● **What the task asks**: Below are several entries. Transcribe exactly those lines that fall from the one with "Task: in the photo above, where can the sports" through the one with "Task: in the photo above, where can the bare", end lines included.

● **Listed entries**:
*** Block opens ***
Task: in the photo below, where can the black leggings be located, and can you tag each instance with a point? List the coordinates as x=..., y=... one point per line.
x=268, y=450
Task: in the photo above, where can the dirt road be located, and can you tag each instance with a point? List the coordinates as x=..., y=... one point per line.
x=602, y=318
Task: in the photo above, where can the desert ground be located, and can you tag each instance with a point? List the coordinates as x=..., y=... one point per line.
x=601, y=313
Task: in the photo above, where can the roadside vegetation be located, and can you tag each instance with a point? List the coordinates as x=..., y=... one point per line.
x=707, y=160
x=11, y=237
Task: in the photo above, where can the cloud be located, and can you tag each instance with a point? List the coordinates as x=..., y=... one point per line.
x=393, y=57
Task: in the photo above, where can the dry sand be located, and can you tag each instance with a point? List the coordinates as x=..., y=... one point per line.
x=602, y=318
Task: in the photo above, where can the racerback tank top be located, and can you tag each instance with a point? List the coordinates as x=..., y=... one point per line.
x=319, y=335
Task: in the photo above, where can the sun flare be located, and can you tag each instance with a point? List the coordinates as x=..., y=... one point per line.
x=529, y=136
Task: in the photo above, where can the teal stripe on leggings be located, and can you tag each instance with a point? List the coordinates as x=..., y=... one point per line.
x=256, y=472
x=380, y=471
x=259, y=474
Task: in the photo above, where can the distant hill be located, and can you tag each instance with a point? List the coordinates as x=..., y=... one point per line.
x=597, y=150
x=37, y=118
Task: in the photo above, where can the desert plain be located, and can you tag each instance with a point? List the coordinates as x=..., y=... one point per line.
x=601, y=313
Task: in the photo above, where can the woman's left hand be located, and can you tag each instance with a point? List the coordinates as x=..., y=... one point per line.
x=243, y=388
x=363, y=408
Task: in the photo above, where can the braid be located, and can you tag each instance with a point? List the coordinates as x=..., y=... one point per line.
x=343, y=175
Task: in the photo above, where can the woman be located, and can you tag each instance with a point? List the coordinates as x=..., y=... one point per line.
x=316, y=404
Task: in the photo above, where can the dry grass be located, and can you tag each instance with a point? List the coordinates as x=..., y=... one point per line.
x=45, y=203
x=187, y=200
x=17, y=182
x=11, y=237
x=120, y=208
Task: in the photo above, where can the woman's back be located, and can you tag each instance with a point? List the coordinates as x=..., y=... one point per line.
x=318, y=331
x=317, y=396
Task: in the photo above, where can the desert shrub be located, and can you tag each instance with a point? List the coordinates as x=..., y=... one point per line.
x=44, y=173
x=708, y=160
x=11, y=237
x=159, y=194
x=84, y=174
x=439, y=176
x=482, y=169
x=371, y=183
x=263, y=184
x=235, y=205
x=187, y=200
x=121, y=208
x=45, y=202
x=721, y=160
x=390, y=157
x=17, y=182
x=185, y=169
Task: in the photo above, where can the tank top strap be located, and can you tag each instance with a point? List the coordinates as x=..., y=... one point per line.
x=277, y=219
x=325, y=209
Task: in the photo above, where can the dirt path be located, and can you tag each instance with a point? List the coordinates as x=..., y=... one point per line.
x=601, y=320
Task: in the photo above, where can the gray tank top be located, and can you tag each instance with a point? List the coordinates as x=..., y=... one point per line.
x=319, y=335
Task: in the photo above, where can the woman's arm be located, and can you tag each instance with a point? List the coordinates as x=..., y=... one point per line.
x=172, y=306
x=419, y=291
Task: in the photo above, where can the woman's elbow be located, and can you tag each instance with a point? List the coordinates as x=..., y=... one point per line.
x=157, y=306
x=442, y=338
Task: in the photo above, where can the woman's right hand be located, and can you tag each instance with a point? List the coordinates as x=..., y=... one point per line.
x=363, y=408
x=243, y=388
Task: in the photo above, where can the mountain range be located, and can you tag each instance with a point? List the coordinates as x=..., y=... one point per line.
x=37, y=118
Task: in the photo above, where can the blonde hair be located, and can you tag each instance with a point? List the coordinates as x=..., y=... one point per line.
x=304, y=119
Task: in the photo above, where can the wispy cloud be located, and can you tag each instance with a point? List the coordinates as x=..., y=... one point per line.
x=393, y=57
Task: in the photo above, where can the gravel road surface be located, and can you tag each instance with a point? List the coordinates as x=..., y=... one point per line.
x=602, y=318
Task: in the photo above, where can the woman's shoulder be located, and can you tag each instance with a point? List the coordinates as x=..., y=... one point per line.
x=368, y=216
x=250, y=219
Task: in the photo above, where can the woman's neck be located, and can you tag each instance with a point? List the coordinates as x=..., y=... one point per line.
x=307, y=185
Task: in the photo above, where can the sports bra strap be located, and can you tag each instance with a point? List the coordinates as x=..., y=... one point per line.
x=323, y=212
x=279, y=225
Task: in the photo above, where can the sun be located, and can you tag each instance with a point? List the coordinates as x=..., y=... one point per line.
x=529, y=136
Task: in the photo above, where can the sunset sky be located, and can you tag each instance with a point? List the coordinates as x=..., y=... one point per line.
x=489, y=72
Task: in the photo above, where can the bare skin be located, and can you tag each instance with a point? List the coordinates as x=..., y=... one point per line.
*** Block closes ***
*** Block opens ***
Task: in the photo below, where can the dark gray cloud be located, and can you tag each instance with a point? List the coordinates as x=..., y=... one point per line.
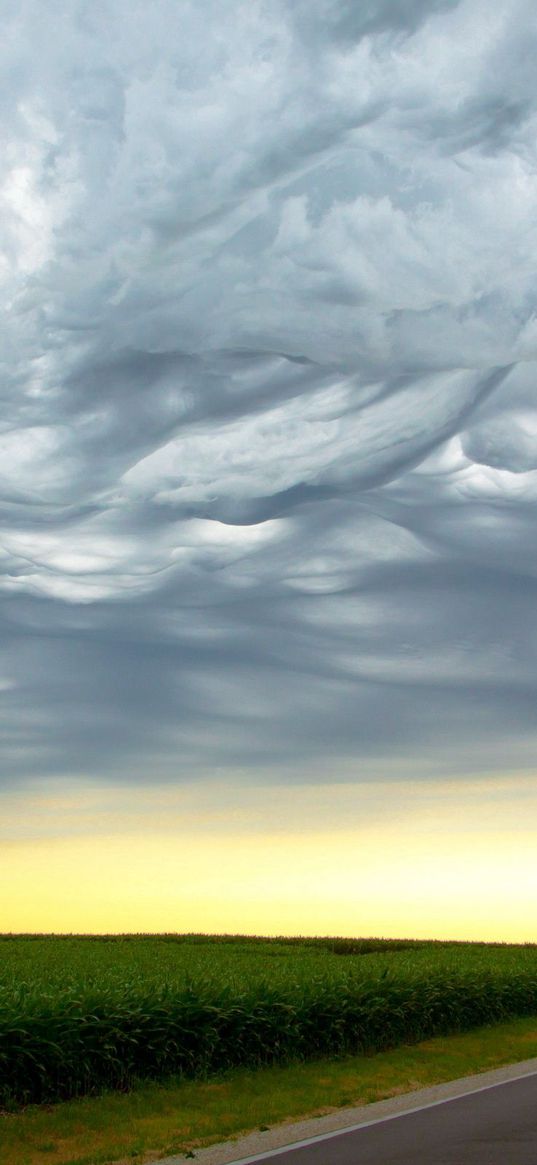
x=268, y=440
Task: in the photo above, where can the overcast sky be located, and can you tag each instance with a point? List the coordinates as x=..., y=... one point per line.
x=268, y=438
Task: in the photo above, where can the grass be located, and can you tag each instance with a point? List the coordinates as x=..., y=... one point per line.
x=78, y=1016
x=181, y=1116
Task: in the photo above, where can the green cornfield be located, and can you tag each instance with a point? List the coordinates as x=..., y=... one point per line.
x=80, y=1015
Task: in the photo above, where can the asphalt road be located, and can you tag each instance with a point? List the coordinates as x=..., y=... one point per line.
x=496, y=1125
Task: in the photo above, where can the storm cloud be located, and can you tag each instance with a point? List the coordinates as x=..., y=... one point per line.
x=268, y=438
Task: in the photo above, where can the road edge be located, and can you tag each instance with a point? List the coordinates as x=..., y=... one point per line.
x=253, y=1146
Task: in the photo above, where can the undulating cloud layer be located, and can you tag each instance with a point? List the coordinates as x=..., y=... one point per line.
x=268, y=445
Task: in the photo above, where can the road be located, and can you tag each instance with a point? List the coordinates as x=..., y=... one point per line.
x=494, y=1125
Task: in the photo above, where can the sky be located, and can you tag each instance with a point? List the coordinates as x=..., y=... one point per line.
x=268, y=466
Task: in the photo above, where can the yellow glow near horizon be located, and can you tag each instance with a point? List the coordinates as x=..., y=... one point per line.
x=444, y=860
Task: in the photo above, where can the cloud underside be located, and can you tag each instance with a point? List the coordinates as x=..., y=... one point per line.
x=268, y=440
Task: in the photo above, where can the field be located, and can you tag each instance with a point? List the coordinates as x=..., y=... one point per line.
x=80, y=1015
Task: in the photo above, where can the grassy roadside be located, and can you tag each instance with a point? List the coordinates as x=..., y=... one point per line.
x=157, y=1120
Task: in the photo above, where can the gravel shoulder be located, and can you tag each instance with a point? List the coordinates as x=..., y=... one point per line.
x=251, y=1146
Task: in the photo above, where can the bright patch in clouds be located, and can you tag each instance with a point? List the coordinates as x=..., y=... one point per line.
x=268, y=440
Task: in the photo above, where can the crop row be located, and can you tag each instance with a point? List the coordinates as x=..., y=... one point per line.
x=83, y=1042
*** Block closes ***
● **Response area**:
Task: in the photo above, where can the sports bra strap be located, and can you tag each instance with a point? List the coordinates as x=..., y=... one point per line.
x=323, y=212
x=279, y=225
Task: in the photo above, where can the sun be located, and can you tag each instance with a point? List the coordinates as x=..., y=... one point per line.
x=529, y=136
Task: in the photo above, where can the sunset sky be located, and can you tag each instance with a point? List the coordinates as x=..., y=... one point per line.
x=489, y=72
Task: in the photo above, where can the bare skin be located, and can you tag each instance with a point? List the coordinates as x=..., y=... one point per line.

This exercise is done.